start

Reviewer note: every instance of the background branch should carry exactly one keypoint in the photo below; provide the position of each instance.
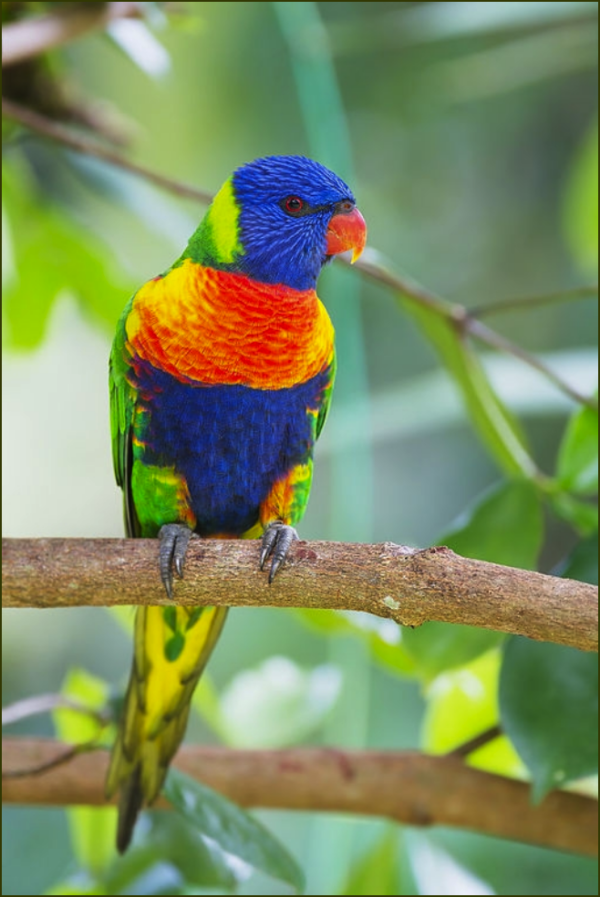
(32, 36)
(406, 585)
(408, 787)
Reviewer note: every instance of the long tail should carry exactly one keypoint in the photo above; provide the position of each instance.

end

- _DESCRIPTION OF THE TASK_:
Could you recast the listing above as a numbered list, leaving out blank lines and the pictures?

- _CORRECT RESPONSE_:
1. Reviewer note: every instance of the background branch should carry exactly one keypoint in the photo below; provide the position of each instance.
2. (32, 36)
3. (406, 585)
4. (408, 787)
5. Reviewer note: every instance of the long tail should carry exactly one keypoint in the photo above; provide the position of each instance.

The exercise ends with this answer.